Data lines:
★ ★ ★ ★ ★

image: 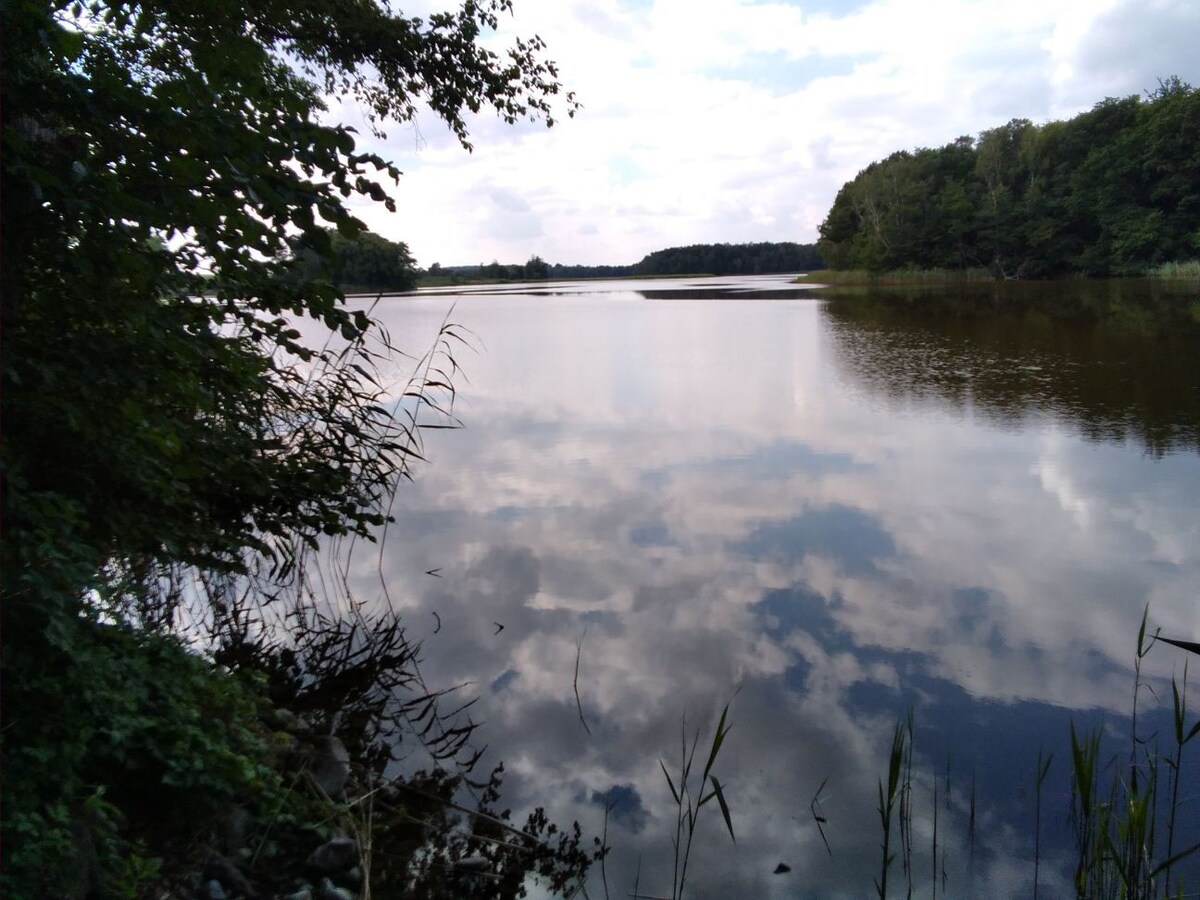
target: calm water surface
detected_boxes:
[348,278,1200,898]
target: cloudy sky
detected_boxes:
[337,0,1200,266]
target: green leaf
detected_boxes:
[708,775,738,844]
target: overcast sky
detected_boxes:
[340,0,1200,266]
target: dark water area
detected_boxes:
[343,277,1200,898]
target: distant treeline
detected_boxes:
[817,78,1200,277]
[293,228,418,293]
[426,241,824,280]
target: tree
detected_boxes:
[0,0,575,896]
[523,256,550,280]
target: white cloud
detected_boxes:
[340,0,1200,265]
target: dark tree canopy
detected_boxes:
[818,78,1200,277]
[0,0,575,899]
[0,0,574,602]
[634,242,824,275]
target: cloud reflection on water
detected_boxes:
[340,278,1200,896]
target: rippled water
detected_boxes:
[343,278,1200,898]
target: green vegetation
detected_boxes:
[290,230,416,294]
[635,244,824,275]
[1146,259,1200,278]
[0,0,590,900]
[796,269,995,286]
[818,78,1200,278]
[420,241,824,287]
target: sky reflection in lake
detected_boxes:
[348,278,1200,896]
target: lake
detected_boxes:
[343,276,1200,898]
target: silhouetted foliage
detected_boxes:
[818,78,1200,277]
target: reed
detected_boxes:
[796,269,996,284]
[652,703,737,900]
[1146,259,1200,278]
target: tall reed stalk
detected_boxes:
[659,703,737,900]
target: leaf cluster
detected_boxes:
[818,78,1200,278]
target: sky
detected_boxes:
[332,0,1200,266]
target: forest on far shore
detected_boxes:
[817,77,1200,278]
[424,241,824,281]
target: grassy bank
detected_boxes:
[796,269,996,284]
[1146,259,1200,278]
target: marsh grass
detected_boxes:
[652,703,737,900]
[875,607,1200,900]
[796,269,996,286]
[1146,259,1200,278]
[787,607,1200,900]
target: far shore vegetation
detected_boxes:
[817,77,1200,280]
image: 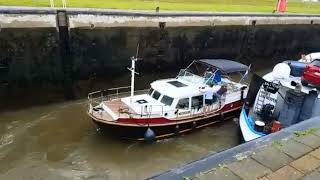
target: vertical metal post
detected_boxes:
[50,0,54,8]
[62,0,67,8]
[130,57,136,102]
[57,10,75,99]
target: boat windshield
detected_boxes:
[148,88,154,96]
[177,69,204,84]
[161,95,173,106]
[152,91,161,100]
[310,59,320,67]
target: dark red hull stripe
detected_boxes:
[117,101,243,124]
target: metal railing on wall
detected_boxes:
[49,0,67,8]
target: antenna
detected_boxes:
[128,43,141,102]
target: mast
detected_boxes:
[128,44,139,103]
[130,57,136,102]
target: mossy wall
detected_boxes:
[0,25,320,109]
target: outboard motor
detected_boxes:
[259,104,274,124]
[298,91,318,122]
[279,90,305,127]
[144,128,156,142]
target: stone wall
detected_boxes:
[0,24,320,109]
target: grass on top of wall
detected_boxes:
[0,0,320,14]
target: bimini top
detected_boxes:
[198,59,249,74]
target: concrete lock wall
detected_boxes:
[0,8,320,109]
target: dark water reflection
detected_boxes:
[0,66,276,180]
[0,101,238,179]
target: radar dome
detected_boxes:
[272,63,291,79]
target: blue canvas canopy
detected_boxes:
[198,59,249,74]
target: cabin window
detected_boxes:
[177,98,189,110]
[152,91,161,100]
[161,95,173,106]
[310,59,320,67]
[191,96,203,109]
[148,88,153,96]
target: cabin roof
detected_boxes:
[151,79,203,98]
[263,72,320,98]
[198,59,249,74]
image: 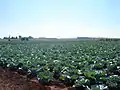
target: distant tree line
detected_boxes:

★ ★ ★ ★ ★

Please extract every line of the records above word for word, leaving the pictures out of your answer.

image: 
target: calm water surface
detected_boxes:
[348,278,1200,898]
target: cloudy sky
detected_boxes:
[337,0,1200,266]
target: green leaf
detected_boxes:
[708,775,738,844]
target: overcast sky
detected_boxes:
[340,0,1200,266]
target: dark water area
detected_boxes:
[343,277,1200,898]
target: distant treeline
detected_boxes:
[817,78,1200,277]
[293,228,418,293]
[426,241,824,280]
target: tree
detected_boxes:
[0,0,575,896]
[523,256,550,280]
target: white cloud
detected_boxes:
[340,0,1200,265]
target: dark tree canopy
detected_boxes:
[818,78,1200,277]
[0,0,575,899]
[0,0,574,602]
[634,242,824,275]
target: cloud reflection on water
detected_boxes:
[340,278,1200,896]
target: rippled water
detected_boxes:
[343,278,1200,898]
target: green vegetation
detected_boxes:
[290,230,416,294]
[635,244,824,275]
[1146,259,1200,278]
[0,0,590,900]
[796,269,995,286]
[818,78,1200,278]
[420,241,824,287]
target: sky reflection in lake
detected_boxes:
[348,278,1200,896]
target: lake
detected_boxes:
[343,276,1200,898]
target: silhouetted foliage
detected_boxes:
[818,78,1200,277]
target: reed
detected_boxes:
[796,269,996,284]
[652,703,737,900]
[1146,259,1200,278]
target: tall reed stalk
detected_boxes:
[659,703,737,900]
target: leaf cluster
detected_boxes:
[818,78,1200,278]
target: sky
detected_boxes:
[332,0,1200,266]
target: forest on far shore
detected_boxes:
[817,77,1200,278]
[424,241,824,281]
target: grassy bank
detected_boxes:
[796,269,996,284]
[1146,259,1200,278]
target: marsh grass
detected_boxes:
[652,703,737,900]
[875,607,1200,900]
[796,269,996,286]
[1146,259,1200,278]
[787,607,1200,900]
target: far shore vegetation
detected_boxes:
[817,77,1200,280]
image: 
target: vertical metal post
detected_boxes:
[50,0,54,8]
[62,0,67,8]
[130,57,136,102]
[57,10,75,99]
target: boat windshield
detected_boxes:
[148,88,154,96]
[177,69,204,84]
[161,95,173,106]
[152,91,161,100]
[310,59,320,67]
target: dark red hull stripe
detected_boxes:
[117,101,243,124]
target: metal railing on wall
detected_boxes:
[49,0,67,8]
target: antenna
detected_boxes:
[128,43,141,102]
target: mast
detected_boxes:
[128,44,139,103]
[130,57,136,102]
target: mossy wall
detected_boxes:
[0,25,320,109]
target: outboard motor
detected_boxes:
[259,104,274,124]
[298,91,318,122]
[279,90,305,127]
[144,128,156,142]
target: stone wall
detected_boxes:
[0,24,320,109]
target: grass on top of wall
detected_boxes:
[0,0,320,14]
target: bimini top
detected_boxes:
[198,59,249,74]
target: concrete lock wall
detected_boxes:
[0,8,320,109]
target: dark water reflection
detected_boxes:
[0,66,276,180]
[0,101,238,179]
target: radar dome
detected_boxes:
[272,63,291,79]
target: blue canvas canopy
detected_boxes:
[198,59,249,74]
target: cabin window
detected_boxes:
[177,98,189,110]
[152,91,161,100]
[161,95,173,106]
[310,59,320,67]
[191,96,203,109]
[148,88,153,96]
target: cabin roof
detected_boxes:
[151,79,203,98]
[263,72,320,98]
[198,59,249,74]
image: 
target: distant tree line
detected_boxes:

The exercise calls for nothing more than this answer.